▶ Text section
......

As news of the PCP/PiF takeover bid gathered pace it was very clear to those of us based in the MENA region one of the things that would go with this would be seeing Newcastle United thrust into the middle of this battle for hearts and minds. However for those of you back home explaining just how this works was sometimes tricky. Why would you be bothered even? The digital “Toon Town Hall” organised by MP Chi Onwurah has, however, given a wonderful opportunity and example to show just how things can be manipulated within this ongoing situation.
The event, which we’ll talk more of later, was certainly a success in my opinion. A great example how Newcastle fans can interact, civilly and intelligently, and grasp matters beyond those on field and the overriding feeling afterwards was that Newcastle United supporters are, in the vast majority, welcoming of investment from Saudi Arabia, whilst being aware of the wider discussion around human rights and broadcast piracy, and not ignorant of them. Anyone who watched the whole event or has seen the recording on YouTube could clearly see this was the takeaway message. The next day a report of the event from Al Jazeera in Qatar showed quite the opposite. Carefully selecting the comments and individuals speaking with concerns about the takeover and translating and presenting them only, the Al Jazeera report painted an entirely different narrative, much to the displeasure of the Arabic speaking supporters I know in this region. In one moment as a fanbase we can see very clearly how this will play out going forward, I suddenly don’t have to do much else to give a perfect example of this and you all know why the word geopolitics has been coming out of my mouth so frequently.
I can also see other examples of activities on both sides of the divide and Twitter is another place to look. It is quite clear to me that fans of Newcastle United who use Twitter are interacting quite frequently with government controlled accounts. Designed to pass information and disinformation and to sway the narrative, what stands out for me is how quickly these accounts started to interact and how swiftly they can jump into a thread to try and shape it. Amazing and, in my opinion, another thing pointing to how important the purchase of Newcastle United has suddenly become in the MENA region and beyond.
It was an honour to be asked to contribute to the Digital Town Hall. I think as an example of the depth of intelligence and understanding of the potential issues, as fans, we could be dealing with as the PCP/PiF takeover progresses. Like “crossing the pond by walking on the water lilies” as Bill Corcoran, who many know from the Fans’ Foodbank and helped to pull it together, said to me in the run up to it. Delicate yes but I think well achieved. It was good to hear from Steve Hastie too, we go back a long way since founding NUSC, being involved in turning it into the trust and then creating NUFC Fans United and, of course, Steve was also key in setting up the foodbank along with Colin Whittle. Steve remains passionate about communication with the club and that was certainly a running theme. Steve Wraith, someone I have always enjoyed debating matters NUFC with through the years mentioned it too, along with other insights and I’m quite sure, if he could, he would have said much more. I certainly believe if he could have ensured this event was seen in the right places he would. Also banging the communication drum well were Greg Tomlinson and Alex Hurst of NUST, among quite a few others associated with the Trust.

......

▶ Directions
[1] Print the stretch of the Newcastle takeover article from "I can also see" through "region and beyond.".
[2] Decide whether each statement agrees with the Newcastle takeover article. Answer yes or no, and quote the words from the article that settle it.
(a) The digital Toon Town Hall was organized by MP Chi Onwurah.
(b) The Al Jazeera report on the event came from Saudi Arabia.
(c) Steve Hastie helped set up the foodbank with Colin Whittle.
[3] Write the next part of the Newcastle takeover article, picking up after its final sentence.

▶ Data section
......

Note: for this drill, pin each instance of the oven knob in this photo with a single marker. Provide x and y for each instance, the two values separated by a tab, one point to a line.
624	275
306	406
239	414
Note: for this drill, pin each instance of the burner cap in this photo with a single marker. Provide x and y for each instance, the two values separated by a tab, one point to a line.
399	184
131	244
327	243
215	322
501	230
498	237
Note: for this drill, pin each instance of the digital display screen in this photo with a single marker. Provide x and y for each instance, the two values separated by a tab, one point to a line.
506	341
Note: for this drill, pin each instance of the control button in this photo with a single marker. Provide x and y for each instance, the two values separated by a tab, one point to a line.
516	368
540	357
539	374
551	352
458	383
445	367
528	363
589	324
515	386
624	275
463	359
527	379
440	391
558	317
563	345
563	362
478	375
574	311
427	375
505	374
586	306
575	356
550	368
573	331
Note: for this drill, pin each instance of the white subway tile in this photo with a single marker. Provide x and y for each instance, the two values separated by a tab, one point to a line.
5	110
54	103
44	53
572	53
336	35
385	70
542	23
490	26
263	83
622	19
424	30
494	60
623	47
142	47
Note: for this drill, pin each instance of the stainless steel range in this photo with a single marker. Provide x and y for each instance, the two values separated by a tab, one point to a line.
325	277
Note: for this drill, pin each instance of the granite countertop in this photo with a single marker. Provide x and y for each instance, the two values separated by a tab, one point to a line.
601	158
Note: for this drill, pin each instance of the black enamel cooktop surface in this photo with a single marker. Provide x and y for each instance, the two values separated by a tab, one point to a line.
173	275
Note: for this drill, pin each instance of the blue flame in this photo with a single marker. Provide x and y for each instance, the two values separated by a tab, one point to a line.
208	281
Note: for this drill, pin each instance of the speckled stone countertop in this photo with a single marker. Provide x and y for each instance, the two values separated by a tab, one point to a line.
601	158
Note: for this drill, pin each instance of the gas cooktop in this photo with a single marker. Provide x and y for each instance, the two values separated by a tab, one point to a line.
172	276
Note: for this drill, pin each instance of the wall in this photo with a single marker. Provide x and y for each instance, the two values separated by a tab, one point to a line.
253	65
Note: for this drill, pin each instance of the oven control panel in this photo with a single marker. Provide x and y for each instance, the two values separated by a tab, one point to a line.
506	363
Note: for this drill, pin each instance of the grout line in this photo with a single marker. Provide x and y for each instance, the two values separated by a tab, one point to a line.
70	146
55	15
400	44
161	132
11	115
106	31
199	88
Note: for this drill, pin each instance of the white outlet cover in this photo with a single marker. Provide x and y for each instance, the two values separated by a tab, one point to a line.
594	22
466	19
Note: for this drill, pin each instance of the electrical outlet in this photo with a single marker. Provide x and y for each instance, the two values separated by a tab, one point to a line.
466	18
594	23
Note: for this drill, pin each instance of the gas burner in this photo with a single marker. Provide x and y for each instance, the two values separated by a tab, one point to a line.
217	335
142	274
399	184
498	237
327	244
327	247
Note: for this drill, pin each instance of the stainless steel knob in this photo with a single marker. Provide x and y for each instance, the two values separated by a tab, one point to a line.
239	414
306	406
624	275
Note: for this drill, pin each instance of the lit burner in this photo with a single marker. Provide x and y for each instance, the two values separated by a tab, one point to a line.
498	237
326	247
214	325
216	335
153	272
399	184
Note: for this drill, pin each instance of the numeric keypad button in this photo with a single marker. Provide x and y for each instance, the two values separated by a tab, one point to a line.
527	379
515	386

......

▶ Answers by task
[1]
I can also see other examples of activities on both sides of the divide and Twitter is another place to look. It is quite clear to me that fans of Newcastle United who use Twitter are interacting quite frequently with government controlled accounts. Designed to pass information and disinformation and to sway the narrative, what stands out for me is how quickly these accounts started to interact and how swiftly they can jump into a thread to try and shape it. Amazing and, in my opinion, another thing pointing to how important the purchase of Newcastle United has suddenly become in the MENA region and beyond.

[2]
(a) Yes: "organised by MP Chi Onwurah"
(b) No: "a report of the event from Al Jazeera in Qatar"
(c) Yes: "Steve was also key in setting up the foodbank along with Colin Whittle"

[3]
I had a few friends and fans via social media express concern that the Town Hall eventually turned into an advert for NUST and I can understand why - however as they were co-hosting - it makes sense that members would be lined up, prepared and ready to speak. As founding member and first (interim) chairman, the principles behind NUST remain something close to my heart. As long as they keep reaching out to their membership, trust the membership to shape their decisions, lead where appropriate but always be guided by the members and principally their members, they will remain an important voice and critical friend of the club. NUST however can not and should not be the only voice. Even as the membership grows there many more who are not and some who will never be members. Therefore they can not be the sole method of interaction or point of contact between club and fanbase.
I served on Fans Forums chaired by Derek Llambias when we eventually were able to gatecrash them, thanks to the intelligence of Bill Corocran, no less. The original ones were very hand picked and genuine lip service, discussing the temperature of chips and graffiti in the toilets. Eventually we did get Mr Llambias to listen in many ways, especially as the threat of relegation in 2008 became real. He took on board ways to get the fanbase right behind the team. If you remember the scarves for the Boro home game for example, that came from the Fans Forum, with a big shove from Steve Hastie and myself. However they thought they had done the job, didn’t follow it up, we lost the crucial home game against Fulham and the rest is sadly history. From the end of that season the shutters came down in terms of open communication. Subsequent attempts to get the Fans Forum running properly again fraught with mistrust and mistakes on both sides and suspicion abounds. Lee Marshall at the club has done a lot but I genuinely believe he could and would have done so much more but was repeatedly hamstrung by the management above him, directly answering to Mike Ashley. This is a shame and an opportunity lost. Discrediting the Fans Forum in the way it has been recently is unfair on the fans who give their time and try to interact properly, in spite of starting from a position of mutual disharmony.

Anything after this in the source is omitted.